■ Instructions to follow:
Copy the lines below exactly as they appear, from the very first line through the line that contains "positive clicks: (1446, 1375) (1463, 1136)", with both ends included.
★ ★ ★ ★ ★ ★ ★
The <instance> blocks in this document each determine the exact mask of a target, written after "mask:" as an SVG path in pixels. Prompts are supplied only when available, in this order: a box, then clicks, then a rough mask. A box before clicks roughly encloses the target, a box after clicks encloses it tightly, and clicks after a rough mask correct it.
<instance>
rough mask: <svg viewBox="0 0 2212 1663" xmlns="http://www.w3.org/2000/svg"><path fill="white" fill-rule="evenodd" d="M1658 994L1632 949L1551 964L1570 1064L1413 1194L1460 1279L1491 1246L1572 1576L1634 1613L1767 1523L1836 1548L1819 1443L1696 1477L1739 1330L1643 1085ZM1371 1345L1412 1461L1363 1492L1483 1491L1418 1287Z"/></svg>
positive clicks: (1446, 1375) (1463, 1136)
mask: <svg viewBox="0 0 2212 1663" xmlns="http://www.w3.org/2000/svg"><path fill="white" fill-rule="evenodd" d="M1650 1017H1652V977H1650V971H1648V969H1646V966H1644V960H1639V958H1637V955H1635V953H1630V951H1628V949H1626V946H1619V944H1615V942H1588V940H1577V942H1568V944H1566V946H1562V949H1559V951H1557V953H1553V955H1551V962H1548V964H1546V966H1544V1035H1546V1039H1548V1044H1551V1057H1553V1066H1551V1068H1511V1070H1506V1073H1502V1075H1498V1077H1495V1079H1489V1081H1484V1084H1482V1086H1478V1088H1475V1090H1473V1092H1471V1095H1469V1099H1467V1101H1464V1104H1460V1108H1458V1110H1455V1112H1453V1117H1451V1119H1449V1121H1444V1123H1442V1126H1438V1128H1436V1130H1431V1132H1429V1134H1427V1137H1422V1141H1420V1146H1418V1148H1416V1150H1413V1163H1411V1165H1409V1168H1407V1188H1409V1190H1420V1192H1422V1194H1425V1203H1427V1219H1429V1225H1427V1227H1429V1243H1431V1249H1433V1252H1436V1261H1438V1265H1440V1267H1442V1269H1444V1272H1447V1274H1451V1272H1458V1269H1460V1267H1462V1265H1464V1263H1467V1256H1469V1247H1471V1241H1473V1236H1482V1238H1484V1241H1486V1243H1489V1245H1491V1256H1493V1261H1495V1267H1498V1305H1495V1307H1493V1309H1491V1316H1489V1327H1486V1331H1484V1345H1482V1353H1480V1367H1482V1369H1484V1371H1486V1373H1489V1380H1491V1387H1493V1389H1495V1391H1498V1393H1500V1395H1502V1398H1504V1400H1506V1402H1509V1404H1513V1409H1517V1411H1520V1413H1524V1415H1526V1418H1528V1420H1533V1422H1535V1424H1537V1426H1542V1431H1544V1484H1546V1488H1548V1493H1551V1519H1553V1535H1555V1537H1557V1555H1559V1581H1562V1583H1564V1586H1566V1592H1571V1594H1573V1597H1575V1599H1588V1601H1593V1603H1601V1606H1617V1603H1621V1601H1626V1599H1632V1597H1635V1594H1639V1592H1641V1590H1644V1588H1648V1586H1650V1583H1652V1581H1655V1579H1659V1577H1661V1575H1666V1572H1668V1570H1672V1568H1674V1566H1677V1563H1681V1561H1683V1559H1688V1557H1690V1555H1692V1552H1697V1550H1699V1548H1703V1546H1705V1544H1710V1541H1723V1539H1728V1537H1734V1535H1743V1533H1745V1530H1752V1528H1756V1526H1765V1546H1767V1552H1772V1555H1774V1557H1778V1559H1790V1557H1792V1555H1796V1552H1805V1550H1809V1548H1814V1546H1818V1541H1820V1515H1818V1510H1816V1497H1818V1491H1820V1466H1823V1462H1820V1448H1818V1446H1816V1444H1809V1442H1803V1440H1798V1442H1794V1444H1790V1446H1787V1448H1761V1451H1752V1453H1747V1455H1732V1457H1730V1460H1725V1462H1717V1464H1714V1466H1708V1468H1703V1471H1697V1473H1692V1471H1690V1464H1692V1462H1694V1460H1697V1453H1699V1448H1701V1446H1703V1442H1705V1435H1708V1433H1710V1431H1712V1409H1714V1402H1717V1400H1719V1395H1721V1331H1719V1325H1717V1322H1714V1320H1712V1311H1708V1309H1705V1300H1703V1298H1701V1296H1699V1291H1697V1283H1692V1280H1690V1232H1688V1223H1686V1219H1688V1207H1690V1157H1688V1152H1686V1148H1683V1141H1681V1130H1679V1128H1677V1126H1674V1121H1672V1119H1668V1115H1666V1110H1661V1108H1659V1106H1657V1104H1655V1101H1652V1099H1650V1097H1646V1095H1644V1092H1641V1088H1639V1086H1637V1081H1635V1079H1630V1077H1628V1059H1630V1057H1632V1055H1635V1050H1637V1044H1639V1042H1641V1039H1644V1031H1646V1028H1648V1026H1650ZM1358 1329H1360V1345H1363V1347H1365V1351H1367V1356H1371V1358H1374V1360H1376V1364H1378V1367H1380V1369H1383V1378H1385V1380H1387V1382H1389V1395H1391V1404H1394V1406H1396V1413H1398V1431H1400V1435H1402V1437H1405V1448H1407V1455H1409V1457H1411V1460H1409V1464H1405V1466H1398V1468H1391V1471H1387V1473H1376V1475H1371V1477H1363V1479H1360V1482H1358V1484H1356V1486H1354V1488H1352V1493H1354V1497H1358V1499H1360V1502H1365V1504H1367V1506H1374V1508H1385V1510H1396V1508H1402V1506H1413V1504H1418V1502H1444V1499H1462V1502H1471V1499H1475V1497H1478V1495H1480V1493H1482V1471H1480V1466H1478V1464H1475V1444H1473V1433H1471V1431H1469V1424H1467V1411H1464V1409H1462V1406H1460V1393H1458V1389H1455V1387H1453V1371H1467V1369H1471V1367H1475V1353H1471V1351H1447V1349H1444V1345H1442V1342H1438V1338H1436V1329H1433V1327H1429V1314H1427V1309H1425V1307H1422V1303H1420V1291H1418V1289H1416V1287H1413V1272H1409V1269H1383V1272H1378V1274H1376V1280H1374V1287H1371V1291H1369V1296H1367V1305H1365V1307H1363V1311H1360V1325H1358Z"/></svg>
★ ★ ★ ★ ★ ★ ★
■ Problem solution:
The <instance> blocks in this document each determine the exact mask of a target, written after "mask:" as an SVG path in pixels. Prompts are supplied only when available, in this order: a box, then clicks, then a rough mask. A box before clicks roughly encloses the target, a box after clicks encloses it tightly, and clicks after a rough mask correct it.
<instance>
rough mask: <svg viewBox="0 0 2212 1663" xmlns="http://www.w3.org/2000/svg"><path fill="white" fill-rule="evenodd" d="M1658 994L1632 949L1551 964L1570 1064L1413 1194L1460 1279L1491 1246L1572 1576L1634 1613L1767 1523L1836 1548L1819 1443L1696 1477L1739 1330L1643 1085ZM1371 1345L1412 1461L1363 1492L1483 1491L1418 1287Z"/></svg>
positive clicks: (1446, 1375) (1463, 1136)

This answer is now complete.